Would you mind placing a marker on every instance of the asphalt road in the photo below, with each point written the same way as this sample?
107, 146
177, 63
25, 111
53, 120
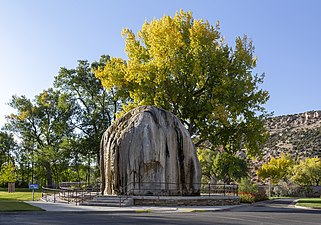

■ ■ ■ ■ ■ ■ ■

* [WHAT YOU ARE ASKED TO DO] Reproduce the data above exactly, leaving out any picture in it.

* [RESPONSE AREA]
Would you mind placing a marker on every instance of the asphalt road in the photo below, with each point written the same way as this sample?
107, 146
177, 63
25, 111
53, 120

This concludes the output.